**Your assignment:** In the data below, one line contains "point: narrow green" and a later one contains "point: hairy stem". Print both, with every line between them, exactly and alone.

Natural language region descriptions
===
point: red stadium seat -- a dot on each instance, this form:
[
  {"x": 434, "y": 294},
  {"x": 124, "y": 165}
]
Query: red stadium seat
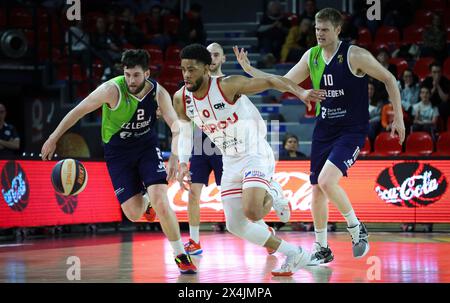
[
  {"x": 421, "y": 68},
  {"x": 439, "y": 5},
  {"x": 171, "y": 70},
  {"x": 77, "y": 73},
  {"x": 401, "y": 64},
  {"x": 443, "y": 145},
  {"x": 364, "y": 35},
  {"x": 170, "y": 86},
  {"x": 418, "y": 144},
  {"x": 388, "y": 35},
  {"x": 423, "y": 17},
  {"x": 171, "y": 24},
  {"x": 413, "y": 34},
  {"x": 156, "y": 54},
  {"x": 385, "y": 145},
  {"x": 446, "y": 68},
  {"x": 173, "y": 53},
  {"x": 366, "y": 148}
]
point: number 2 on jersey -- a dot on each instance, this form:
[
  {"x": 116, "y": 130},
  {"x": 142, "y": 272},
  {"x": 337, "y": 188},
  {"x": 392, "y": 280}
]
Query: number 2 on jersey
[
  {"x": 328, "y": 80},
  {"x": 140, "y": 115}
]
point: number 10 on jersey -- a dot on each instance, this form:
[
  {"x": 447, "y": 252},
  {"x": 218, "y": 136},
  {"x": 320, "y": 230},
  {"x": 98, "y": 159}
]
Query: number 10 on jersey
[{"x": 328, "y": 80}]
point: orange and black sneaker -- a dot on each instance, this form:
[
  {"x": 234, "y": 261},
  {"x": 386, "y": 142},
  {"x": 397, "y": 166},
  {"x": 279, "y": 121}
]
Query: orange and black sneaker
[
  {"x": 185, "y": 264},
  {"x": 192, "y": 247},
  {"x": 150, "y": 214},
  {"x": 271, "y": 251}
]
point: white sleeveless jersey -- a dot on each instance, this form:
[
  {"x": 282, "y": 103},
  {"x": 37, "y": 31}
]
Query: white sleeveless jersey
[{"x": 236, "y": 129}]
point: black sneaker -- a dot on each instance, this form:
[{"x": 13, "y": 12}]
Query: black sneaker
[
  {"x": 320, "y": 255},
  {"x": 359, "y": 240},
  {"x": 185, "y": 264}
]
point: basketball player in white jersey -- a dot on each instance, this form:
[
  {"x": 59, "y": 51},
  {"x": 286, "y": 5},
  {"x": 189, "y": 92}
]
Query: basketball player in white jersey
[
  {"x": 232, "y": 122},
  {"x": 203, "y": 162}
]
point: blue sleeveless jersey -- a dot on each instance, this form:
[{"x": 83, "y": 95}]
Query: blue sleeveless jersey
[
  {"x": 347, "y": 101},
  {"x": 137, "y": 128}
]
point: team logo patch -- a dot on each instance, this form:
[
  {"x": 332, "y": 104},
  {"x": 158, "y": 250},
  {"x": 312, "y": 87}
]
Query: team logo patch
[
  {"x": 15, "y": 186},
  {"x": 411, "y": 184},
  {"x": 219, "y": 106},
  {"x": 254, "y": 173}
]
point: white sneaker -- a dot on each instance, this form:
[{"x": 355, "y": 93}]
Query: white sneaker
[
  {"x": 280, "y": 203},
  {"x": 293, "y": 263}
]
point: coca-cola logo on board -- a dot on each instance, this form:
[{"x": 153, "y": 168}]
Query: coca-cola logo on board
[
  {"x": 296, "y": 188},
  {"x": 411, "y": 184}
]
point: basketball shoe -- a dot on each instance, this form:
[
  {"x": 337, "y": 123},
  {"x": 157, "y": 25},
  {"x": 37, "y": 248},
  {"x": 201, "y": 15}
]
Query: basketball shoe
[
  {"x": 150, "y": 213},
  {"x": 360, "y": 244},
  {"x": 320, "y": 255},
  {"x": 271, "y": 251},
  {"x": 185, "y": 264},
  {"x": 193, "y": 248},
  {"x": 281, "y": 205},
  {"x": 293, "y": 263}
]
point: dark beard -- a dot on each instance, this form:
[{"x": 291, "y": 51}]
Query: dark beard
[
  {"x": 139, "y": 89},
  {"x": 196, "y": 86}
]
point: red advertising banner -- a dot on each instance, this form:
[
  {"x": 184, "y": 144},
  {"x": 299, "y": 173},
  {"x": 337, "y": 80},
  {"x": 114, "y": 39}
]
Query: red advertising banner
[
  {"x": 28, "y": 197},
  {"x": 380, "y": 191}
]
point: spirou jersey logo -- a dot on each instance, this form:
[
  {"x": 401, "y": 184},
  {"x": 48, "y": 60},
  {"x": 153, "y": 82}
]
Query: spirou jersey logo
[
  {"x": 213, "y": 127},
  {"x": 411, "y": 185}
]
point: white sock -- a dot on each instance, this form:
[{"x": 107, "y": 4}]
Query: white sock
[
  {"x": 262, "y": 223},
  {"x": 287, "y": 248},
  {"x": 321, "y": 237},
  {"x": 351, "y": 219},
  {"x": 146, "y": 200},
  {"x": 178, "y": 247},
  {"x": 194, "y": 233}
]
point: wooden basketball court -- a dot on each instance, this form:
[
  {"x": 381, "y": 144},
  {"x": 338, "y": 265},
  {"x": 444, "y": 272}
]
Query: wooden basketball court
[{"x": 147, "y": 257}]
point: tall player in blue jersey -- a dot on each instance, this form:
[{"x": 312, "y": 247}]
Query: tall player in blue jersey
[
  {"x": 342, "y": 122},
  {"x": 134, "y": 161}
]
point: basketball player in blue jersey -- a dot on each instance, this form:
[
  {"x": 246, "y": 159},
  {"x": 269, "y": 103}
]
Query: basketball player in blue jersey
[
  {"x": 134, "y": 161},
  {"x": 206, "y": 157},
  {"x": 342, "y": 122}
]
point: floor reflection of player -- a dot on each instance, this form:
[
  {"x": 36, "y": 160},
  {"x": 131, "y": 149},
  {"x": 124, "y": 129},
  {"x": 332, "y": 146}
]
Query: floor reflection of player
[{"x": 129, "y": 104}]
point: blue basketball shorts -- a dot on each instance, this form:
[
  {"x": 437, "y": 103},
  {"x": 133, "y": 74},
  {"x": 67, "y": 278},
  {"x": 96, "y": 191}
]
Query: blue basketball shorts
[
  {"x": 202, "y": 166},
  {"x": 340, "y": 149},
  {"x": 132, "y": 171}
]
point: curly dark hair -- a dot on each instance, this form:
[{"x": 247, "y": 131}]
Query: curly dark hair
[{"x": 196, "y": 52}]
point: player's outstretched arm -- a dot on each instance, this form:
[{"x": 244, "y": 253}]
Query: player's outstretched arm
[
  {"x": 362, "y": 61},
  {"x": 297, "y": 74},
  {"x": 103, "y": 94},
  {"x": 240, "y": 85},
  {"x": 182, "y": 141}
]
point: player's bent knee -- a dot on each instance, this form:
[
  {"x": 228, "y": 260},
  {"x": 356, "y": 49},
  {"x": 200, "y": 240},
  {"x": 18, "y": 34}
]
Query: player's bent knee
[
  {"x": 132, "y": 215},
  {"x": 252, "y": 214}
]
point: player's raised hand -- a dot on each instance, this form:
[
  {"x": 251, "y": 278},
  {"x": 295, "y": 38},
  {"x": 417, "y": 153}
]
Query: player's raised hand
[
  {"x": 398, "y": 126},
  {"x": 172, "y": 168},
  {"x": 48, "y": 149},
  {"x": 310, "y": 95},
  {"x": 184, "y": 176},
  {"x": 242, "y": 57}
]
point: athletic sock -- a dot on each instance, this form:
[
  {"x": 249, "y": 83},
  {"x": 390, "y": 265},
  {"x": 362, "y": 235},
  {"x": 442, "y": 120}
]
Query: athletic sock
[
  {"x": 351, "y": 219},
  {"x": 194, "y": 233},
  {"x": 178, "y": 247},
  {"x": 321, "y": 237}
]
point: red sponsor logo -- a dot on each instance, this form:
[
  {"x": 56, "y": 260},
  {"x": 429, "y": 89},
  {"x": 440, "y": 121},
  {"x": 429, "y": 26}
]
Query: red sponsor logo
[{"x": 220, "y": 125}]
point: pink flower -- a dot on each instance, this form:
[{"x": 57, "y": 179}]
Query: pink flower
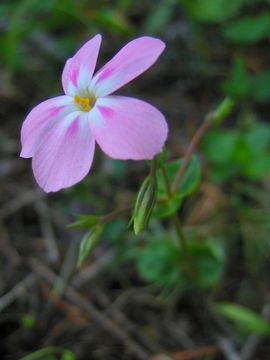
[{"x": 60, "y": 133}]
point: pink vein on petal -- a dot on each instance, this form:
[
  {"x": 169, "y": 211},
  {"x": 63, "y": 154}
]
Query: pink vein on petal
[
  {"x": 105, "y": 111},
  {"x": 105, "y": 74}
]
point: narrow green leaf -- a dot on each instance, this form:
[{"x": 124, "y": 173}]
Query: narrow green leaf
[
  {"x": 84, "y": 222},
  {"x": 88, "y": 243},
  {"x": 144, "y": 204},
  {"x": 188, "y": 184}
]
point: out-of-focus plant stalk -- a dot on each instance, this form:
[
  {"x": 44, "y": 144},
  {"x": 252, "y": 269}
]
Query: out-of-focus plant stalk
[
  {"x": 190, "y": 270},
  {"x": 213, "y": 118}
]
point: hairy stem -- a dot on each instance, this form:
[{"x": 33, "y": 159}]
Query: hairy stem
[{"x": 214, "y": 117}]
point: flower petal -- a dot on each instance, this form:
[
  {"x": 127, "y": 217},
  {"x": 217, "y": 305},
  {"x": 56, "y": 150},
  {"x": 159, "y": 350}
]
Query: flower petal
[
  {"x": 40, "y": 119},
  {"x": 128, "y": 128},
  {"x": 79, "y": 69},
  {"x": 66, "y": 154},
  {"x": 132, "y": 60}
]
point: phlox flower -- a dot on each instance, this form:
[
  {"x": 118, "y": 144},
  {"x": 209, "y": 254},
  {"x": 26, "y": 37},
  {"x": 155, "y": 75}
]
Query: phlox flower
[{"x": 60, "y": 134}]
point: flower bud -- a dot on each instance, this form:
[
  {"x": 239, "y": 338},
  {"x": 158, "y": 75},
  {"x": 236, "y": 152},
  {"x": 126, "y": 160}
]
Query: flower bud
[
  {"x": 144, "y": 204},
  {"x": 88, "y": 243}
]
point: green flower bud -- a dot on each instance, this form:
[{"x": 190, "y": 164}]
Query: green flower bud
[
  {"x": 144, "y": 204},
  {"x": 88, "y": 243}
]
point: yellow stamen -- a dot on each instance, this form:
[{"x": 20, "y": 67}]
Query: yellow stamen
[{"x": 85, "y": 104}]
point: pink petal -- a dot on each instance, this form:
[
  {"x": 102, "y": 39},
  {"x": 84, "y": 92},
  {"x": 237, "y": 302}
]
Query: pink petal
[
  {"x": 128, "y": 128},
  {"x": 132, "y": 60},
  {"x": 40, "y": 119},
  {"x": 66, "y": 154},
  {"x": 79, "y": 69}
]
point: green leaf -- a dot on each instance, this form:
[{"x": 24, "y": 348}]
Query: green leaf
[
  {"x": 158, "y": 262},
  {"x": 88, "y": 243},
  {"x": 212, "y": 10},
  {"x": 249, "y": 320},
  {"x": 188, "y": 184},
  {"x": 84, "y": 222},
  {"x": 159, "y": 17},
  {"x": 260, "y": 86},
  {"x": 144, "y": 204},
  {"x": 208, "y": 260},
  {"x": 239, "y": 84},
  {"x": 162, "y": 263},
  {"x": 249, "y": 29},
  {"x": 219, "y": 146}
]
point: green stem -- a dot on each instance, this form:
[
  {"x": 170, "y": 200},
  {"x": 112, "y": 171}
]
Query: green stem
[
  {"x": 40, "y": 354},
  {"x": 187, "y": 259},
  {"x": 174, "y": 217},
  {"x": 214, "y": 117}
]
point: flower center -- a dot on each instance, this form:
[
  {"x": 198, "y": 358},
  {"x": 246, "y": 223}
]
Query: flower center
[{"x": 85, "y": 104}]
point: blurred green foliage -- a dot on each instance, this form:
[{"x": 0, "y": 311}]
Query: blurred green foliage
[{"x": 227, "y": 41}]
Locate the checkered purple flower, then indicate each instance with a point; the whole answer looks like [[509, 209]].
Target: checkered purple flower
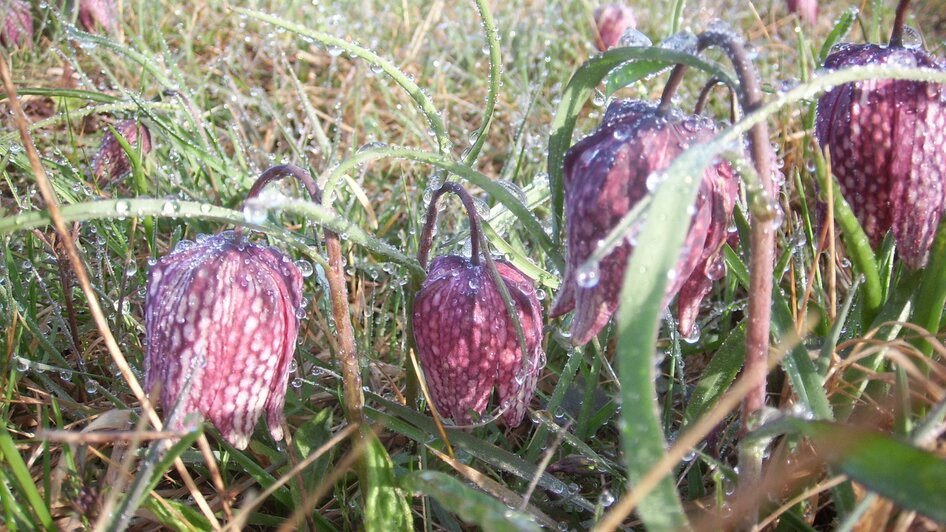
===
**Finished exercise:**
point: narrow green leaf -- a dot on each instance, this form:
[{"x": 124, "y": 173}]
Query: narrow green leaf
[
  {"x": 84, "y": 222},
  {"x": 88, "y": 243},
  {"x": 144, "y": 204},
  {"x": 188, "y": 184}
]
point: out-of-focus plant stalk -- a dot on each instance, this form:
[
  {"x": 44, "y": 144},
  {"x": 252, "y": 269}
]
Query: out-of-focus plant stalk
[
  {"x": 190, "y": 270},
  {"x": 213, "y": 118}
]
point: hairy stem -- a dot on each instance, this form:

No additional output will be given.